_AUFGABENSTELLUNG_:
[A] Beantworte anhand des Auszugs über Deraa die folgenden Fragen:
(i) In welchem Verwandtschaftsverhältnis steht der Gouverneur zu Präsident Bashar al-Assad?
(ii) Wo waren die vermummten Scharfschützen postiert?
(iii) Womit sind die Geheimdienste beauftragt, die in dem angegriffenen staatlichen Gebäude untergebracht sind?
[B] Führe den Auszug über Deraa nach seinem letzten Satz fort.

Präsident Bashar al-Assad hat dann eingegriffen, um die Polizisten und den Gouverneur zu bestrafen – letzterer ist niemand anderer als einer seiner Cousins, den er auf den Posten nach Deraa berufen hat, weitab von der Hauptstadt, um ihn zu vergessen. Es wurde eine Untersuchung eingeleitet, um das polizeiliche Fehlverhalten völlig aufzuklären. Die für die Gewalttaten verantwortlichen Beamten wurden angeklagt und unter Kaution gestellt. Minister haben sich auf den Weg gemacht, um den Familien der Opfer die Entschuldigungen und das Beileid der Regierung zu überbringen; Entschuldigungen und Beileidsbezeugungen, die öffentlich akzeptiert worden sind.
Alles hätte zur Normalität zurückkehren sollen. Plötzlich haben vermummte Scharfschützen, die auf Dächern postiert waren, gleichzeitig in die Menge und auf die Polizisten geschossen und die Stadt ins Chaos gestürzt.
Die Verwirrung nutzend, begaben sich bewaffnete Individuen nach ausserhalb der Stadt, um ein staatliches Gebäude anzugreifen, in dem die Geheimdienste untergebracht sind, welche mit der Beobachtung des von ­Israel besetzten syrischen Territoriums auf dem Golan beauftragt sind. Die Sicherheitsdienste haben das Feuer eröffnet, um das Gebäude und seine Archive zu verteidigen. Es gab Tote auf beiden Seiten.

_AUSGANGSDATEN_:
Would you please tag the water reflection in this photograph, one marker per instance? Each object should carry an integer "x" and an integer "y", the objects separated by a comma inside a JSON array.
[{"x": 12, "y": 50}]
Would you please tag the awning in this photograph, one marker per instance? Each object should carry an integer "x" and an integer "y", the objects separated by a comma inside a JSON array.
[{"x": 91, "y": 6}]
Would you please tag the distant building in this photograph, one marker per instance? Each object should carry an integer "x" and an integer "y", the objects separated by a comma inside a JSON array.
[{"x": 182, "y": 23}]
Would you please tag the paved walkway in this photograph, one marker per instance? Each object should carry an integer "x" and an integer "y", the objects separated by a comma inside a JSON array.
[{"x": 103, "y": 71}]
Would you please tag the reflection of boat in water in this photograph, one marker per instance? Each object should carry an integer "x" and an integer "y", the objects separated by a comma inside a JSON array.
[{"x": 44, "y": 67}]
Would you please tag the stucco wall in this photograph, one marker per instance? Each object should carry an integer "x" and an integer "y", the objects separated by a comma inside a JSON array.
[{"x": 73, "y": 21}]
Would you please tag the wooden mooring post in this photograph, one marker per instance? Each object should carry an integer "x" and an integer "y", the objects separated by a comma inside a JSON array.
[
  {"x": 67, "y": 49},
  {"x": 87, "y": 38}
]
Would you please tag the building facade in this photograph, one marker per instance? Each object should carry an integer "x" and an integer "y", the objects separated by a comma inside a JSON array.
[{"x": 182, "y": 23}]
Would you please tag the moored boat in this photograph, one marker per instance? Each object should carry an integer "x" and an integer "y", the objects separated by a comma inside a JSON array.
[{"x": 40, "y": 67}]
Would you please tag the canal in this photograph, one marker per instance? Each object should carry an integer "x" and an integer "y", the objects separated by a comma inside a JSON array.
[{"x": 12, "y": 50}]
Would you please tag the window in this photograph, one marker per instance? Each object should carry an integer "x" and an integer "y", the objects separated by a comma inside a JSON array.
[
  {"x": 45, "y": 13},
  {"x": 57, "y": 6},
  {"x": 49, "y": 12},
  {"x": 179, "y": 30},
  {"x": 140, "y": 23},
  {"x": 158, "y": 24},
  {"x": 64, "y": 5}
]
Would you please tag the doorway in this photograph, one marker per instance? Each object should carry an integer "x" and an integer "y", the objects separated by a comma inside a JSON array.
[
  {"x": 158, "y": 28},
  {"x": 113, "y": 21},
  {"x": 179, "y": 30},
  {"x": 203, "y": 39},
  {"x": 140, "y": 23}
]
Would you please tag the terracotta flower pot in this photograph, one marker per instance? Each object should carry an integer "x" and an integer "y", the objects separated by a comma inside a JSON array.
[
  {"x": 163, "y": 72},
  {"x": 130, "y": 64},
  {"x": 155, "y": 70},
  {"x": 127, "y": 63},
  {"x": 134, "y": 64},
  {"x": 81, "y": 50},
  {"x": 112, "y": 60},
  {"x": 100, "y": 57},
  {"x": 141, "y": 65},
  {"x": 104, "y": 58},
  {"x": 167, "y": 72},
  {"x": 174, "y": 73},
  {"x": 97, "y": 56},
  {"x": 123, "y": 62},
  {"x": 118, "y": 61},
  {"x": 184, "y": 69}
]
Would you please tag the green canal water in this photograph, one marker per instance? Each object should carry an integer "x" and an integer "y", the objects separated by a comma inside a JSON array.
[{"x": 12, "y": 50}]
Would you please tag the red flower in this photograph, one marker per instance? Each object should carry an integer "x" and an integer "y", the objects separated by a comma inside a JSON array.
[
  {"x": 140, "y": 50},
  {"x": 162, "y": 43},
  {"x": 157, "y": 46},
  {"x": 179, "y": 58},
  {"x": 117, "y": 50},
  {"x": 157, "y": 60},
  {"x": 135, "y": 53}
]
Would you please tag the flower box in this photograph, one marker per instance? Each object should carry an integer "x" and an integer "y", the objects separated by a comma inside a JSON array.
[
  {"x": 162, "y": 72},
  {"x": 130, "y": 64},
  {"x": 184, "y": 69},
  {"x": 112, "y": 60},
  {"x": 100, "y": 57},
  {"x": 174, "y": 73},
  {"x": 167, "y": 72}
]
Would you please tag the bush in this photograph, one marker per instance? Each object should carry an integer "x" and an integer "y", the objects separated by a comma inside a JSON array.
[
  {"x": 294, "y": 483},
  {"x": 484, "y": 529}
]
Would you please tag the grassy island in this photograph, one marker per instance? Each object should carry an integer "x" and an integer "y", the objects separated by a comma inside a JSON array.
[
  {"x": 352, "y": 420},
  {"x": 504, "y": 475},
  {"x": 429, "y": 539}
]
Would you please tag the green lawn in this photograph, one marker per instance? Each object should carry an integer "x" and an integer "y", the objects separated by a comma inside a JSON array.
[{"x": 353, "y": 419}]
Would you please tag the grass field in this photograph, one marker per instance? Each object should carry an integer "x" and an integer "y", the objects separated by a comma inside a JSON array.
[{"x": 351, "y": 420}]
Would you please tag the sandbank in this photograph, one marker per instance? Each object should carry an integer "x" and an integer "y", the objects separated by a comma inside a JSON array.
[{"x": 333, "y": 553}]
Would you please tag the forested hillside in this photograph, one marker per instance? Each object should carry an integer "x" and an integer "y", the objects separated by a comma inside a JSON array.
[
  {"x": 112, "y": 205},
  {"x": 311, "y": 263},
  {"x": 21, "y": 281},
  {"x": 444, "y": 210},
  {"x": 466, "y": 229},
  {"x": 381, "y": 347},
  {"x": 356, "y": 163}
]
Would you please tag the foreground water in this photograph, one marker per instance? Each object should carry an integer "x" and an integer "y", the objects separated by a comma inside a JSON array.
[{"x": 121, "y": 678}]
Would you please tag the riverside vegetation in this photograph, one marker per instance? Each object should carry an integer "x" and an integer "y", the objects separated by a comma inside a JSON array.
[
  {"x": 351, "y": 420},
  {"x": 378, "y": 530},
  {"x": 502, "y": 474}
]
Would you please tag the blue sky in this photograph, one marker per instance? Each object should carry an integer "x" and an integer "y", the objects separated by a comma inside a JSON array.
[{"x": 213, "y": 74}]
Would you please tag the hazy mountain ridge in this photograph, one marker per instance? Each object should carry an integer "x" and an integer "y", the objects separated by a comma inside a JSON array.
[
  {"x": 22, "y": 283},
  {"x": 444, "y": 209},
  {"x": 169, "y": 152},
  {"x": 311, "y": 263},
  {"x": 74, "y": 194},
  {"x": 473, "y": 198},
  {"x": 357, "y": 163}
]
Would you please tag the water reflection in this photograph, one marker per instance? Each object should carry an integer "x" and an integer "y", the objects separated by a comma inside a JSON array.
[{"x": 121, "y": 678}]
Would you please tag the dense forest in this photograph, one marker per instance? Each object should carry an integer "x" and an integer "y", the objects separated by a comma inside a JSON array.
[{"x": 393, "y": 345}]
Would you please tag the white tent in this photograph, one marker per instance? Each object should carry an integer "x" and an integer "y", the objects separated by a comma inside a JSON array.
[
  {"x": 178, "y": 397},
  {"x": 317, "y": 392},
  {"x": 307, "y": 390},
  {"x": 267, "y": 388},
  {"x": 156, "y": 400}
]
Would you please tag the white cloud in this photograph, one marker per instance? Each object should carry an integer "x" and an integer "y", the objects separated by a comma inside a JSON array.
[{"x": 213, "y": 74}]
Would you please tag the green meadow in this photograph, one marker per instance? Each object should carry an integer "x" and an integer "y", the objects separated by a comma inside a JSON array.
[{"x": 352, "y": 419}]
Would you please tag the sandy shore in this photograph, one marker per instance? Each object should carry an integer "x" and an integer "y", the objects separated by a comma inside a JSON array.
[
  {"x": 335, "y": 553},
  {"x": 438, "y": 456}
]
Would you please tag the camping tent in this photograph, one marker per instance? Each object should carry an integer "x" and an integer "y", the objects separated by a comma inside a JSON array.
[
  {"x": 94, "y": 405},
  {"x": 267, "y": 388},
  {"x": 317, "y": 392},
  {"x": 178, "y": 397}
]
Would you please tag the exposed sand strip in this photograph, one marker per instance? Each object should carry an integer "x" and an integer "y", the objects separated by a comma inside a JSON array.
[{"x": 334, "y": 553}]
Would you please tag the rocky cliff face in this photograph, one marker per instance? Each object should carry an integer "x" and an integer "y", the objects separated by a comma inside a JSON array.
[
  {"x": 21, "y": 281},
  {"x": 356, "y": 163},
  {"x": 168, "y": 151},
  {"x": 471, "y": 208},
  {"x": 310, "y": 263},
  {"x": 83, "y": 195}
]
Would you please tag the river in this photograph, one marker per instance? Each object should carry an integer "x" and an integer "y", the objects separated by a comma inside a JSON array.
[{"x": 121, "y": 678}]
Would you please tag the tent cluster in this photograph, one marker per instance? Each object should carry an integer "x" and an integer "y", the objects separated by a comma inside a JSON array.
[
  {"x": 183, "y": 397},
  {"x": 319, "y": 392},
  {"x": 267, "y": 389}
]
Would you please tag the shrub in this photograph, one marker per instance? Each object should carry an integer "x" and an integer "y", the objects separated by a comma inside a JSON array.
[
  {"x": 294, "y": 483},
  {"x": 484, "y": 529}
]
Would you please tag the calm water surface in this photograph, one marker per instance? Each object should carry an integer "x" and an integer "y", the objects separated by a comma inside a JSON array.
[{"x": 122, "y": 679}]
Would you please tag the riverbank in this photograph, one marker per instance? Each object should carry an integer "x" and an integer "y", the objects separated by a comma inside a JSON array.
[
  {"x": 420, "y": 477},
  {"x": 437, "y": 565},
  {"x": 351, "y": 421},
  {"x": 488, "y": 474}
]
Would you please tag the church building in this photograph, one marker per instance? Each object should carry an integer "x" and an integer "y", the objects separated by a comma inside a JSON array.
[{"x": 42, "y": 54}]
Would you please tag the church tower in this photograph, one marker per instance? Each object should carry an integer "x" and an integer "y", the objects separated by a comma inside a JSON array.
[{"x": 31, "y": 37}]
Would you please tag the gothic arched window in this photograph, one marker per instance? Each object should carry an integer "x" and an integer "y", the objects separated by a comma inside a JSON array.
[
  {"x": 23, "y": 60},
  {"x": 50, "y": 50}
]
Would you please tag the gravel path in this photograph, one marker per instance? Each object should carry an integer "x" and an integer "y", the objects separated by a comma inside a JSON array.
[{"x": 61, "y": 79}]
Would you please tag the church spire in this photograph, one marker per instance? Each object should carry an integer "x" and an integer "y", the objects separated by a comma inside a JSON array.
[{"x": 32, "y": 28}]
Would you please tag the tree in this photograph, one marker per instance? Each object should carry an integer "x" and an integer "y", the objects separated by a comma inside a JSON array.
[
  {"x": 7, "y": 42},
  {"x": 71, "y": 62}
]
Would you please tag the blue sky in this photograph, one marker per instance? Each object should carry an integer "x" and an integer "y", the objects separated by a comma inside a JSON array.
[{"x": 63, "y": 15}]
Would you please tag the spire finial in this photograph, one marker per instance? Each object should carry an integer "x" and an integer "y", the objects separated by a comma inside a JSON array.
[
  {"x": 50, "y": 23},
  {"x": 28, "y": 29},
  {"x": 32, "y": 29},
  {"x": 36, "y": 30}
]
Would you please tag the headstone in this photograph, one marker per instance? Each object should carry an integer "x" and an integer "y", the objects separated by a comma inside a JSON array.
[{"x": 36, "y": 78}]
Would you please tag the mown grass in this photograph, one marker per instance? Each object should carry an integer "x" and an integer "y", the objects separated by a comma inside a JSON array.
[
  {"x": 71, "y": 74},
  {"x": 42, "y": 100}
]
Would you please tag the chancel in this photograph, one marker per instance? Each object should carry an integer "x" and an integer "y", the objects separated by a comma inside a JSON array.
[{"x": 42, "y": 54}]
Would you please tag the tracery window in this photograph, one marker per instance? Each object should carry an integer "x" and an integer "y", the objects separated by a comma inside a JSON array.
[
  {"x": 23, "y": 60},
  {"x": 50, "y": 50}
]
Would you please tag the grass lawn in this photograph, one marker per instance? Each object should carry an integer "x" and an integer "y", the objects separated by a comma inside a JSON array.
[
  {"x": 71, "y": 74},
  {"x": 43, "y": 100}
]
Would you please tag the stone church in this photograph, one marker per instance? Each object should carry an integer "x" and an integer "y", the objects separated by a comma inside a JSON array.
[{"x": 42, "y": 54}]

_ERGEBNISSE JE AUFGABE_:
[A]
(i) Der Gouverneur ist einer seiner Cousins.
(ii) Sie waren auf Dächern postiert.
(iii) Sie sind mit der Beobachtung des von Israel besetzten syrischen Territoriums auf dem Golan beauftragt.

[B]
Diese Art der Konfrontation wiederholte sich. Angesichts der Angreifer, welche die Stadt umzingelten, haben die führenden Schichten den Schutz der Armee verlangt. 3000 Mann sowie Panzer wurden zum Schutz der Einwohner aufgeboten. Schliesslich wurden die in die syrische Armee eingeschleusten Kämpfer in einer Schlacht gestellt – in einer Art Neuauflage der Belagerung von Nahr el-Bared durch die libanesische Armee. Nur dass diesmal die internationale Presse die Fakten entstellt und die syrische Armee bezichtigt, die Bevölkerung von Deraa anzugreifen.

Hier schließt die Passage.